What to work on: Can you carry the hydrocodone addiction article below forward from its last sentence?

What Is Hydrocodone Addiction?
Hydrocodone is a Prescription Opioid Painkiller, typically prescribed to treat moderate to severe pain. Unlike natural Opiates Morphine and Codeine, Hydrocodone is a semi-Synthetic Opioid. Generally, doctors may decide to write a Hydrocodone (brand name Vicodin®) prescription to treat short-term pain following dental surgery or for injury-related pain. However, due to the addictive nature of Opioids, regular use of Hydrocodone can be habit-forming. Once the body becomes dependent on Hydrocodone to feel normal, trying to quit taking them will result in symptoms of withdrawal. To mitigate withdrawal, individuals should treat their Hydrocodone addiction through detox and rehab.
In as little as five days of prescribed use, the risk for developing a chronic Hydrocodone addiction increases significantly.
Hydrocodone Addiction And Its Effects On The Body
Hydrocodone, like other Opioids, works by binding to pain receptors (known specifically as mu Opioid receptors) in the brain. Once Hydrocodone binds to these receptors, pain signals are weakened or blocked entirely. Mu Opioid receptors are also responsible for the positive reinforcement aspect of drug-taking. Feel-good sensations of euphoria produced by Opioids are likewise introduced here; these sensations encourage people to take the drug again. Often, when people try to quit or reduce the amount of Hydrocodone they’re taking, they discover how dependent their bodies have become on the Painkiller. After repeated use, Opioids’ action in the frontal cortex weaken the individual’s ability to control decision-making and regulate mood.
While Hydrocodone is typically taken orally, some who abuse the drug crush the pills and either snort or inject the powder.

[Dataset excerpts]

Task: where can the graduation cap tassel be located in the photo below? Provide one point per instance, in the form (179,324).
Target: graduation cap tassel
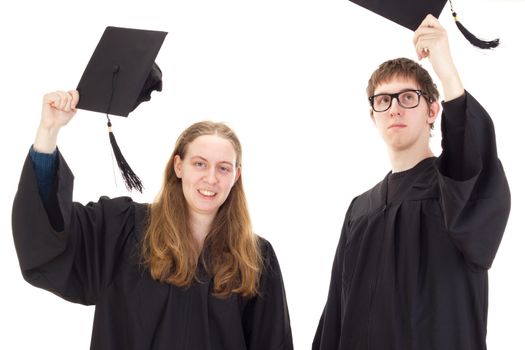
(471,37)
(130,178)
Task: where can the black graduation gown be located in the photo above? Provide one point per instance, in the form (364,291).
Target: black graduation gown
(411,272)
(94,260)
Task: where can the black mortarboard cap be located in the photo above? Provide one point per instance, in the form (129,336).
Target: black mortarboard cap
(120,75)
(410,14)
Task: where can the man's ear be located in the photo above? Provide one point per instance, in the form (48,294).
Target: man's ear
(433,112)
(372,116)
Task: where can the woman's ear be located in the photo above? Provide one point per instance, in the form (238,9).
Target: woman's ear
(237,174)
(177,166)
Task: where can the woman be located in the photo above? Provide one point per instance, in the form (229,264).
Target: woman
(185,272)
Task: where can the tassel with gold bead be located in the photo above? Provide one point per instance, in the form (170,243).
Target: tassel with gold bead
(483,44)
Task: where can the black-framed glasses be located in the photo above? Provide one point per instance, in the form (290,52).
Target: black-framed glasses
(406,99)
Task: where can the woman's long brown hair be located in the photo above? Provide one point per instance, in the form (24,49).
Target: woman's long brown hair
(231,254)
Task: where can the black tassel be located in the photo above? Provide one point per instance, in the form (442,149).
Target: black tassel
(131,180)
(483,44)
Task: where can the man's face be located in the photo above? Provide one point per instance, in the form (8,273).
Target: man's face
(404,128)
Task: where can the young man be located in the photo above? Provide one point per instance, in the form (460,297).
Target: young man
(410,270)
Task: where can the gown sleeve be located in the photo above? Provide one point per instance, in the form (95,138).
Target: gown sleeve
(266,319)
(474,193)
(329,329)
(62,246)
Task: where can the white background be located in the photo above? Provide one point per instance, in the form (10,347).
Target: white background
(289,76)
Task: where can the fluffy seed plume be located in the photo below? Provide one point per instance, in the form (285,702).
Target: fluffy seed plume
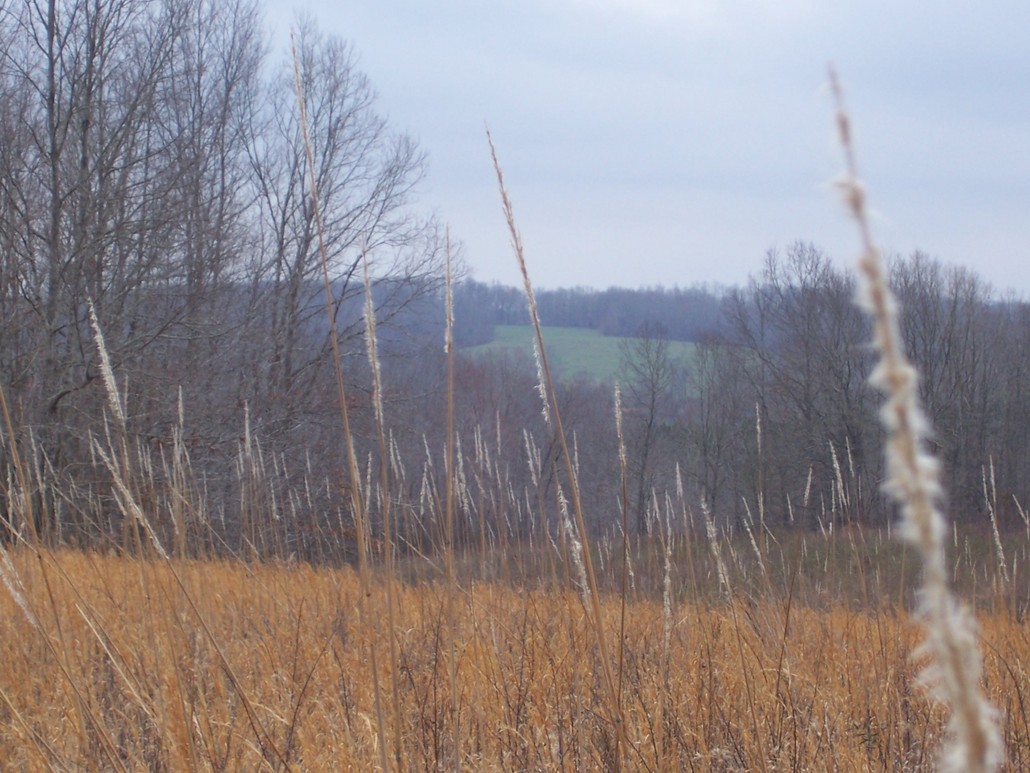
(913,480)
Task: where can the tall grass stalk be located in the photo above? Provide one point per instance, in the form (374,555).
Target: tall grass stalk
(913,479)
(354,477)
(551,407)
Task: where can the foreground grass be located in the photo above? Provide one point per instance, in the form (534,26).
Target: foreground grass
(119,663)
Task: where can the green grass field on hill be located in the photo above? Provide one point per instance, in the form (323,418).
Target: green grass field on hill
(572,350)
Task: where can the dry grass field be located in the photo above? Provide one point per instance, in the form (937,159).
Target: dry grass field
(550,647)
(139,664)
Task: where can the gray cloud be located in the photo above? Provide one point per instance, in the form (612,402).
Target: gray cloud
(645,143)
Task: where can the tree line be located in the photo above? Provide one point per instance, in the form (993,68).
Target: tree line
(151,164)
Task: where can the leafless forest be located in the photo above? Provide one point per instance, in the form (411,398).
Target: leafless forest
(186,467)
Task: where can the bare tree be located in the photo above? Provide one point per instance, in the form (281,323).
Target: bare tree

Written reply:
Because most people with a Hydrocodone addiction begin by misusing a prescription given to them by their doctor, it can be difficult to see the signs of addiction. Prescription drug abuse involves taking pills more often than prescribed, continuing to take them beyond their prescribed timeframe, and taking them in a way other than how they were intended (such as snorting or injecting them).
Addiction is diagnosed on a spectrum from mild to moderate to severe. Some signs of Hydrocodone addiction include taking more than intending to and prioritizing drug use over personal or professional responsibilities. As an individual’s tolerance to the effects of Hydrocodone builds, people will need higher doses to keep withdrawal symptoms at bay.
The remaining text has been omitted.